▶ **READING PASSAGE**:
============
Data Lakehouse (Iceberg)

Phase 31 of /root Year 4: Iceberg on MinIO with Nessie catalog. Lakehouse architecture as snapshot-plus-delta on object storage. ACID on S3. Schema evolution + time travel. All deployed K8s-native via Flux HelmReleases. 7-9 weeks, ~80-100 hours.

First phase of Year 4. The data tier arrives. 7-9 weeks, ~80-100 hrs.

Y2 Phase 9 made OLTP state legible via Postgres. This phase lifts the same problem up two floors: analytical state at the table-and-stream level. Iceberg tables sitting on object storage (MinIO). A Nessie catalog tracking snapshots, branches, time-travel. Trino as the interactive query engine. By phase end basecamp has a working lakehouse — operator-managed via Flux HelmReleases, configured via Kubernetes CRDs, observed via the OTel stack from Phase 28.

The pattern is snapshot-plus-delta on object storage. The implementations (Iceberg, Delta Lake, Hudi) age; the pattern survives. The K8s-native operationalization (MinIO Operator + Helm-deployed Iceberg + Nessie reconciled by Flux) is how big tech actually runs this at scale.

Prerequisites

All of Y3 complete; basecamp Tiers 1-4 alive K8s-native

32GB+ RAM; second NVMe for Spark/Iceberg intermediate

12 hrs/week budget reserved

You accept: you are not learning Iceberg or Delta. You are learning the lakehouse pattern, with Iceberg as the canonical implementation.

Why this phase exists

Most engineers hit the data tier as a wall. Their tutorial-shaped datasets fit in CSV. Real ML systems read from tables that evolve, streams that backfill, joins that span sources, historical snapshots that may need to be reproduced months later. Without a working data tier, every Y5 ML deploy turns into a one-off scripted ETL nightmare.
============
▶ **SUPPLIED RECORDS**:

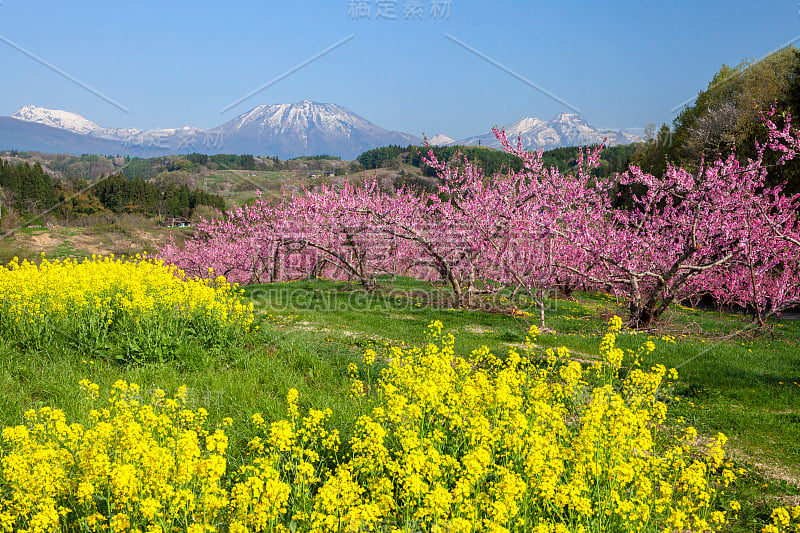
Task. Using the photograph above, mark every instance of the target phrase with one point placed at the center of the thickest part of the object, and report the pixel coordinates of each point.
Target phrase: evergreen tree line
(122, 195)
(613, 159)
(26, 188)
(728, 114)
(29, 190)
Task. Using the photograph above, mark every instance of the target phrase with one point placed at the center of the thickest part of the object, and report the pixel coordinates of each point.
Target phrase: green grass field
(745, 386)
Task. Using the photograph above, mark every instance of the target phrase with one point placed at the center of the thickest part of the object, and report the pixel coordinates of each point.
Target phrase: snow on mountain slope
(56, 118)
(565, 129)
(441, 140)
(308, 128)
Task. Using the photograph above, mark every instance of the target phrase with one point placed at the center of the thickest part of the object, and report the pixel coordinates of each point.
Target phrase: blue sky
(622, 64)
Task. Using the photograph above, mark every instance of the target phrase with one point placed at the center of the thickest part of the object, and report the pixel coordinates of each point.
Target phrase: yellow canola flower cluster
(95, 302)
(443, 443)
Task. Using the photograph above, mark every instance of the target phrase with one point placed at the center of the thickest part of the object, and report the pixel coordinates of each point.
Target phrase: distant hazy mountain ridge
(283, 130)
(565, 129)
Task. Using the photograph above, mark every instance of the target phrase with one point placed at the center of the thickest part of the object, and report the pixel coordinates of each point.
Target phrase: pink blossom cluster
============
▶ **STATED TASK 1**:
In the data lakehouse page, which tool serves as the interactive query engine?
▶ **STATED TASK 2**:
Rewrite the data lakehouse page starting with "Phase 31 of" and going on through "weeks, ~80-100 hours.", with "Nessie" changed to "Polaris".
▶ **STATED TASK 3**:
Carry on writing the data lakehouse page after its last sentence.

▶ **OUTPUT 1**:
Trino

▶ **OUTPUT 2**:
Phase 31 of /root Year 4: Iceberg on MinIO with Polaris catalog. Lakehouse architecture as snapshot-plus-delta on object storage. ACID on S3. Schema evolution + time travel. All deployed K8s-native via Flux HelmReleases. 7-9 weeks, ~80-100 hours.

▶ **OUTPUT 3**:
The lakehouse pattern solves this. Tables on object storage with proper transaction semantics. Snapshots immutable. Time-travel a first-class concern. Schema evolution without rewriting petabytes. Netflix originated Iceberg at scale; Databricks Delta Lake is the parallel format from the Databricks lineage; Apache Hudi (originating at Uber) is the streaming-native sibling. All converge on the same pattern.

The pattern-first frame

Same eight steps.

1. PROBLEM

You have data — events arriving at high frequency, business records, derived data (features, embeddings, scores). You want to:

Store the data durably and cheaply (object storage)
Query it analytically at scale
Evolve the schema as data evolves (without rewriting)
Time-travel through the data (snapshot at a past point)
Mix batch + streaming pipelines in one architecture

That’s the lakehouse problem. Iceberg + MinIO + Nessie is one K8s-native implementation. Delta Lake (Databricks lineage) + Hudi (Uber lineage) are the parallel formats.

2. PRINCIPLES

2.1 Lakehouse architecture

Tables on object storage with metadata providing transactional semantics. Warehouse-quality reads + lake-quality storage costs.

→ Pattern: lakehouse — OUTLINE this phase (deepens through operation)

Investigate:

Why is “data lake alone” insufficient (no schema enforcement, no transactions, hot mess after 18 months)?
Why is “data warehouse alone” insufficient (lock-in, cost at scale)?
What does Iceberg’s manifest list do, and why is it the key to time-travel?

2.2 Snapshot-plus-delta

A table is a sequence of immutable manifest files. Transactions are modeled as snapshot pointers. New write → new snapshot → old snapshots still exist. Time-travel is “read the older snapshot pointer.”

→ Pattern: snapshot-plus-delta

Investigate:

Walk Iceberg’s metadata layout: catalog → metadata.json → manifest list → manifest → data files. What lives at each level?
How does atomic commit work given object storage’s lack of atomic rename?
What’s compaction, and why does it matter?

2.3 Schema evolution

Add columns, drop columns, rename, widen types — without rewriting the data. Only metadata changes.

→ Pattern: schema-evolution

Investigate:

Which schema changes are zero-cost in Iceberg? Which are expensive?
How does Iceberg’s hidden partitioning differ from Hive-style explicit partitions?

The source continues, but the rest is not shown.